THE PROBLEM: Could you print the entries below exactly, starting at the line that contains "Task: place one keypoint per instance of the paved" and stopping after the last one?

(Saved entries)
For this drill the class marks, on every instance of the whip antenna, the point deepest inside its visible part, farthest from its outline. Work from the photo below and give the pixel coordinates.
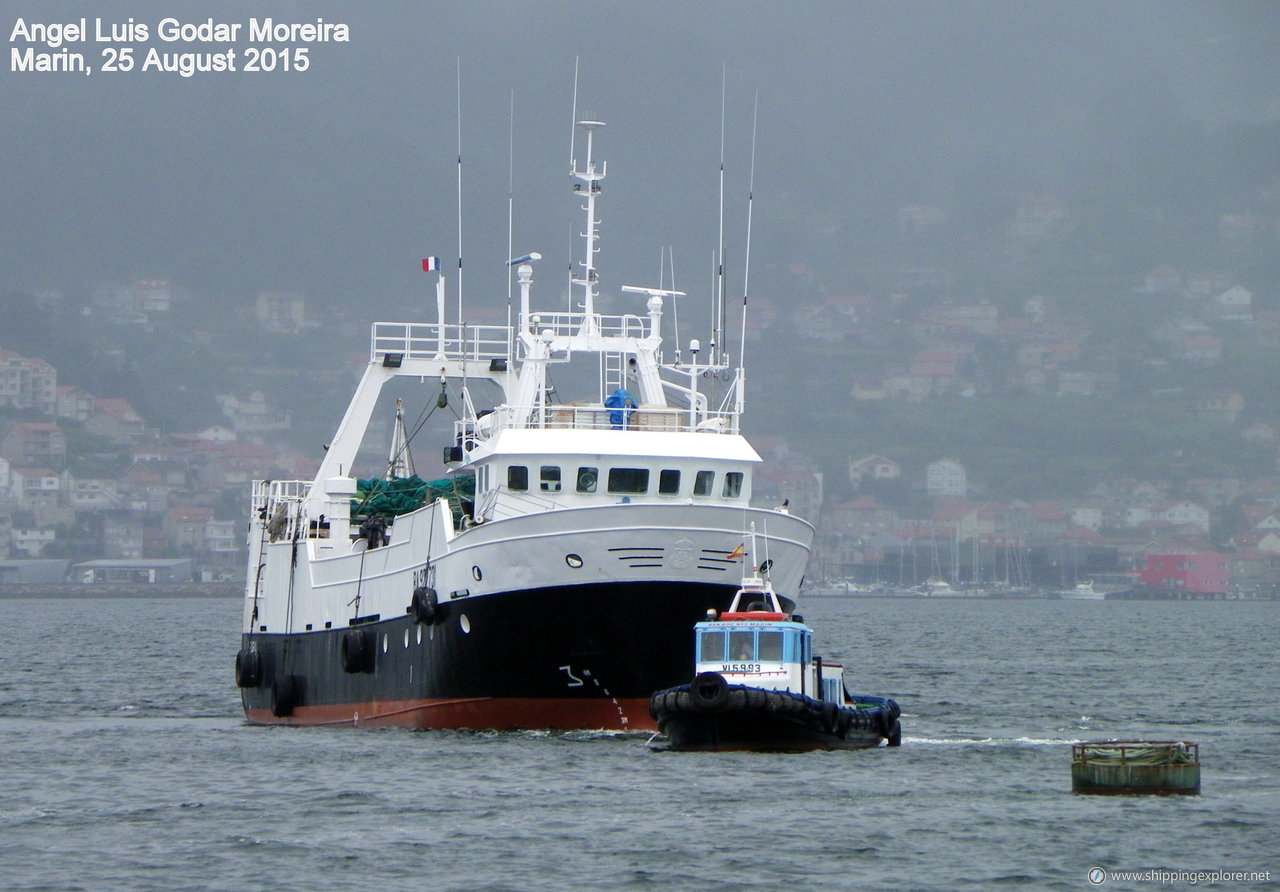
(460, 184)
(746, 264)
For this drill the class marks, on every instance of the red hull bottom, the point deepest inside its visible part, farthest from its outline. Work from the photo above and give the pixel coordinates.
(479, 713)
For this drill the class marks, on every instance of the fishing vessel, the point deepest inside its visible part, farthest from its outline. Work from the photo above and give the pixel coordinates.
(759, 686)
(552, 573)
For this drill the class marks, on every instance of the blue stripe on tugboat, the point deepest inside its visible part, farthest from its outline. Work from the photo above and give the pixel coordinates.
(758, 686)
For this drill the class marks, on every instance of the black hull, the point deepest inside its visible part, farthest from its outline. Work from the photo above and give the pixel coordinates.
(575, 657)
(736, 717)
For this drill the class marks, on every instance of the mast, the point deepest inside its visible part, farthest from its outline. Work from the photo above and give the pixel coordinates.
(400, 462)
(590, 178)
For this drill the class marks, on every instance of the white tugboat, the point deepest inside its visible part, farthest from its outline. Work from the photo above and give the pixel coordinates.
(552, 577)
(759, 686)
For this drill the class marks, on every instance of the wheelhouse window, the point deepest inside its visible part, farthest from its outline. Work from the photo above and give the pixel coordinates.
(549, 479)
(769, 646)
(711, 648)
(741, 646)
(629, 480)
(668, 483)
(517, 477)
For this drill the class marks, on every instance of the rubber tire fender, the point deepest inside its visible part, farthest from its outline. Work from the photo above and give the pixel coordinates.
(284, 695)
(357, 652)
(425, 604)
(708, 690)
(830, 716)
(248, 668)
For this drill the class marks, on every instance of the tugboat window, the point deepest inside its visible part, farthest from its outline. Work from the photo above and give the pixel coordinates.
(711, 648)
(632, 480)
(771, 646)
(549, 479)
(517, 477)
(668, 483)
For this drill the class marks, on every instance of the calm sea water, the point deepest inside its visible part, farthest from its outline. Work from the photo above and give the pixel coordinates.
(126, 765)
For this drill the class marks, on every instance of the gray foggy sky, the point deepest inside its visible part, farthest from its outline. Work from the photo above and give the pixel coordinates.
(338, 179)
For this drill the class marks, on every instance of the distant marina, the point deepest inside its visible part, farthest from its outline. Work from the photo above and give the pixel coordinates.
(1082, 591)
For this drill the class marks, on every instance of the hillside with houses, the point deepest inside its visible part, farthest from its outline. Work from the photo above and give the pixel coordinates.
(1004, 406)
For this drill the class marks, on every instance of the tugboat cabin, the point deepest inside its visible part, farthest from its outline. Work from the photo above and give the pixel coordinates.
(755, 643)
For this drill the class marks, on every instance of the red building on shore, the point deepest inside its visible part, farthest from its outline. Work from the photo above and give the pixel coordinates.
(1205, 572)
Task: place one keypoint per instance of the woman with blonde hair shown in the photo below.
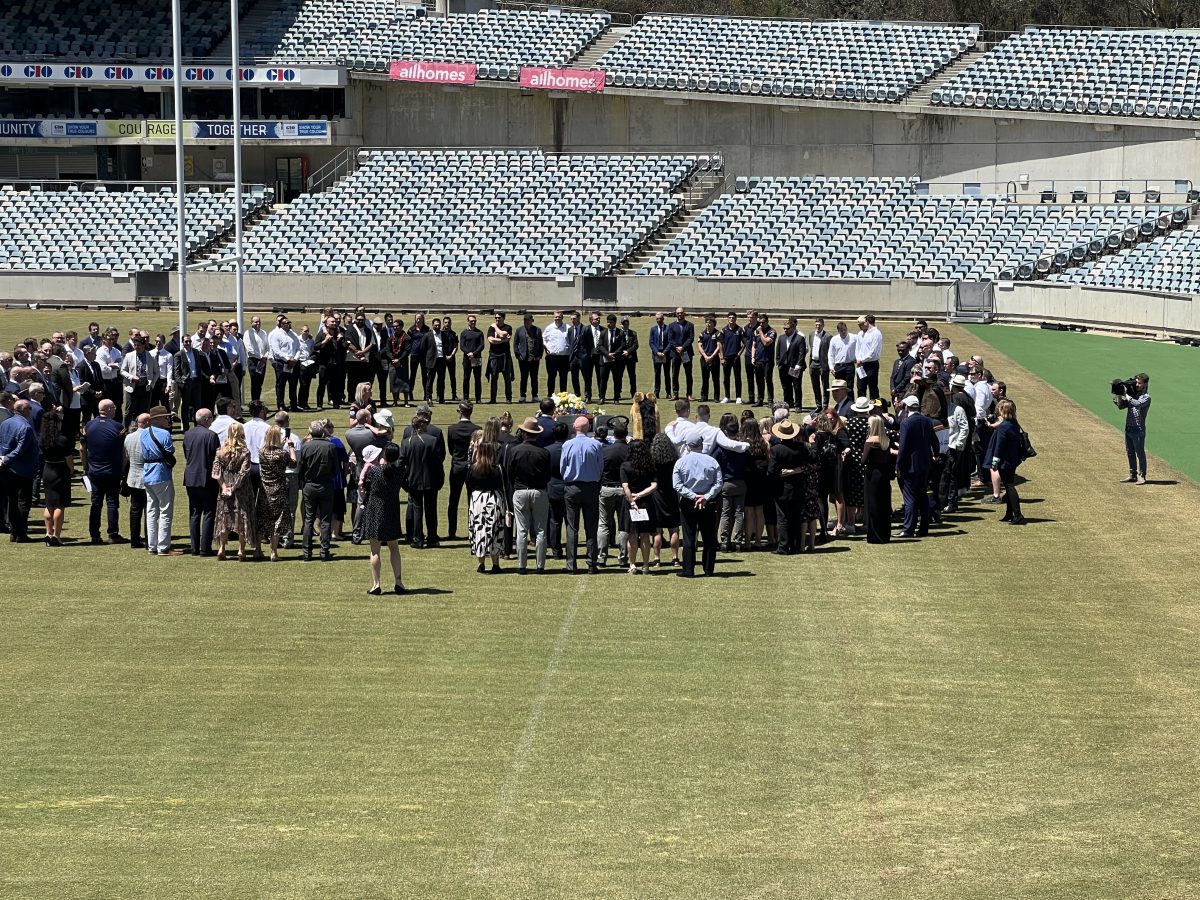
(879, 467)
(274, 460)
(235, 492)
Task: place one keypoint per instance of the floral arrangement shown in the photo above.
(573, 405)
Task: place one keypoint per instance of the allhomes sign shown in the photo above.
(403, 70)
(563, 79)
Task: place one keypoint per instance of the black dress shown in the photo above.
(57, 473)
(639, 481)
(666, 501)
(381, 504)
(880, 467)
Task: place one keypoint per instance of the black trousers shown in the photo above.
(581, 498)
(677, 364)
(869, 384)
(19, 499)
(661, 378)
(468, 373)
(556, 369)
(137, 515)
(286, 377)
(105, 492)
(820, 379)
(732, 371)
(791, 388)
(457, 481)
(202, 510)
(529, 370)
(421, 519)
(318, 507)
(711, 375)
(702, 522)
(256, 381)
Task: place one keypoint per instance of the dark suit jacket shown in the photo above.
(201, 448)
(918, 444)
(821, 353)
(527, 343)
(630, 347)
(425, 456)
(793, 353)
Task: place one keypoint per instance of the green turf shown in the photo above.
(989, 713)
(1083, 366)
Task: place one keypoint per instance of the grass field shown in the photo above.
(990, 713)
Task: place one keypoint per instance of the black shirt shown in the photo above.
(615, 456)
(528, 467)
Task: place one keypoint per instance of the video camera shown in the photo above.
(1123, 388)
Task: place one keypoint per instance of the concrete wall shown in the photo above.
(1135, 311)
(761, 139)
(67, 288)
(383, 292)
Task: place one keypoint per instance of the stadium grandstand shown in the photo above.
(723, 151)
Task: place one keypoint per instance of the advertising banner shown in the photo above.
(403, 70)
(124, 73)
(202, 131)
(70, 129)
(563, 79)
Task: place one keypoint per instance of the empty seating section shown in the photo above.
(109, 231)
(474, 213)
(366, 35)
(834, 60)
(881, 228)
(94, 29)
(328, 30)
(1169, 263)
(1132, 73)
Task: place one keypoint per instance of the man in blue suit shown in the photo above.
(681, 349)
(659, 355)
(918, 448)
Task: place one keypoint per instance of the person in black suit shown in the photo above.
(201, 445)
(424, 465)
(791, 351)
(628, 355)
(819, 365)
(611, 365)
(191, 373)
(918, 449)
(529, 348)
(459, 443)
(450, 353)
(471, 348)
(361, 353)
(89, 373)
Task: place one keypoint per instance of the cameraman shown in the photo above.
(1135, 401)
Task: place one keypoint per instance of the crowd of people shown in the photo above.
(786, 480)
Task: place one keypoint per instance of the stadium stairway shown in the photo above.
(598, 48)
(921, 96)
(701, 190)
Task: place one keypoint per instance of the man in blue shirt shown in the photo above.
(681, 349)
(19, 463)
(159, 460)
(582, 466)
(697, 479)
(1137, 406)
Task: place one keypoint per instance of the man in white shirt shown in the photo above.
(843, 353)
(285, 346)
(556, 339)
(868, 349)
(258, 352)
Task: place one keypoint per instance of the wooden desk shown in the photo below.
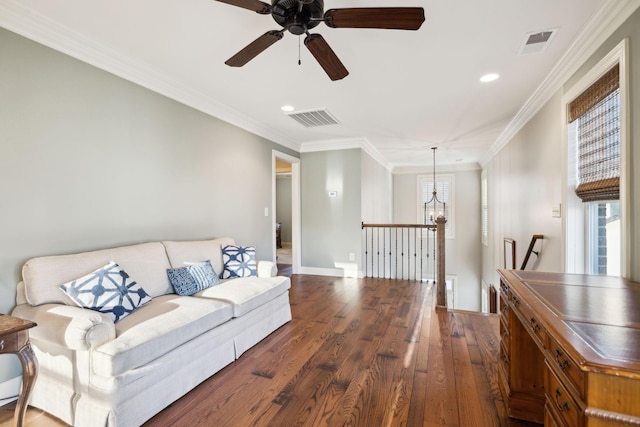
(14, 338)
(570, 348)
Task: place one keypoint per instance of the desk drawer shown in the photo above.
(567, 366)
(560, 402)
(530, 321)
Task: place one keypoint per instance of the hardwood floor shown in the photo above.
(370, 352)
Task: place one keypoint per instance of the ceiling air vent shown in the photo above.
(537, 42)
(314, 118)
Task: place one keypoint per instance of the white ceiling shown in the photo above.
(407, 90)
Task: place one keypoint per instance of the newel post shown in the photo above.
(441, 286)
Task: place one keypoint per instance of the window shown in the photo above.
(595, 170)
(444, 191)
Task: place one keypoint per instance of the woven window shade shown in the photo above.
(597, 111)
(598, 91)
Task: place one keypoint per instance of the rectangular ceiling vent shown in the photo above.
(537, 42)
(314, 118)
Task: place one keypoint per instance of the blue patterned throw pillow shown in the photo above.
(193, 278)
(108, 290)
(239, 261)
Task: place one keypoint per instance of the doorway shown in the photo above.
(286, 211)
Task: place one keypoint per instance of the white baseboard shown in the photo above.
(9, 390)
(333, 272)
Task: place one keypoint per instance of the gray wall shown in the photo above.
(377, 191)
(524, 178)
(331, 225)
(283, 206)
(463, 253)
(88, 160)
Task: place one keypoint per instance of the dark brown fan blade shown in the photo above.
(254, 48)
(327, 58)
(393, 18)
(255, 5)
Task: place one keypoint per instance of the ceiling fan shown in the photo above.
(299, 16)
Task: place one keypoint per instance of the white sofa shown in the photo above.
(94, 372)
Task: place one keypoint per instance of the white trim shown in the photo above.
(332, 272)
(345, 144)
(602, 24)
(296, 232)
(573, 214)
(28, 23)
(484, 207)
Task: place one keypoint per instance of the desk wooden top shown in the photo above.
(10, 324)
(598, 316)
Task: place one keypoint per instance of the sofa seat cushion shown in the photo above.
(157, 328)
(247, 293)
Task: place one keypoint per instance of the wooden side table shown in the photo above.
(14, 338)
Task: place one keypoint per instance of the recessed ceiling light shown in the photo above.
(489, 77)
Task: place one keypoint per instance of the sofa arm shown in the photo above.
(67, 326)
(267, 269)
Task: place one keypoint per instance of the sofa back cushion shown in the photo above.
(180, 253)
(146, 263)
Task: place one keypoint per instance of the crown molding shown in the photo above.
(26, 22)
(599, 28)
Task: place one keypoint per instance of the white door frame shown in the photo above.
(295, 207)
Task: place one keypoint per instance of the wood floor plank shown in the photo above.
(358, 352)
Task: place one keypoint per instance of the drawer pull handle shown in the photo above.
(562, 364)
(564, 406)
(535, 326)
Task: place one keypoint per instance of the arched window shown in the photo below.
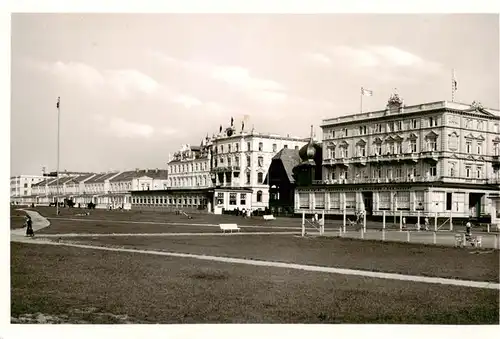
(260, 178)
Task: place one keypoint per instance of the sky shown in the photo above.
(135, 87)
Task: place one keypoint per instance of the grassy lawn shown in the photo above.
(17, 218)
(164, 216)
(139, 288)
(58, 226)
(414, 259)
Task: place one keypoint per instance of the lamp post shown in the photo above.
(58, 136)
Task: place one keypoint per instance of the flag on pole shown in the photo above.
(366, 92)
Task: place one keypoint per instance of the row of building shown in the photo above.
(432, 158)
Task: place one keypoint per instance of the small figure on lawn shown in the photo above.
(468, 230)
(426, 223)
(29, 227)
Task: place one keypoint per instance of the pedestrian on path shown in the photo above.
(29, 227)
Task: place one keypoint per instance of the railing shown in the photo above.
(368, 180)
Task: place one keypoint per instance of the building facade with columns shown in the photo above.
(240, 160)
(439, 158)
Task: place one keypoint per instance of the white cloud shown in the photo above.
(318, 58)
(263, 90)
(240, 76)
(187, 101)
(380, 56)
(122, 82)
(126, 129)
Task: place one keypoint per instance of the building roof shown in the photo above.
(99, 178)
(44, 182)
(81, 178)
(62, 180)
(130, 175)
(289, 158)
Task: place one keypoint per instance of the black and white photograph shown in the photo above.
(253, 168)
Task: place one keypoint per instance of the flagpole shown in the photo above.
(361, 99)
(58, 137)
(453, 85)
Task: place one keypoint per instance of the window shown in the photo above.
(220, 198)
(413, 146)
(431, 145)
(433, 171)
(452, 169)
(468, 171)
(232, 198)
(259, 196)
(304, 200)
(468, 147)
(362, 151)
(319, 200)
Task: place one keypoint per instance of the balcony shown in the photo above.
(495, 160)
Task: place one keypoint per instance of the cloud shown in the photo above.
(187, 101)
(318, 58)
(122, 82)
(126, 129)
(374, 56)
(240, 78)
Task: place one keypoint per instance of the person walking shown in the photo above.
(29, 227)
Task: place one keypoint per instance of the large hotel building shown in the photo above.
(433, 158)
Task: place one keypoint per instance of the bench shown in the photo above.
(462, 240)
(229, 227)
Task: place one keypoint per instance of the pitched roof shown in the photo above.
(152, 173)
(101, 177)
(289, 158)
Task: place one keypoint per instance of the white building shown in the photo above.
(439, 158)
(21, 188)
(241, 159)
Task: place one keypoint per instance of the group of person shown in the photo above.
(29, 227)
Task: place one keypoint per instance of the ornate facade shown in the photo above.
(440, 157)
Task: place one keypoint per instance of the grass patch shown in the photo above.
(54, 280)
(404, 258)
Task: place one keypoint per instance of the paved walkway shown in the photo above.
(40, 222)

RESPONSE TO THIS TASK:
Task: place one keypoint per instance of the paved walkway shown in the photo above.
(40, 222)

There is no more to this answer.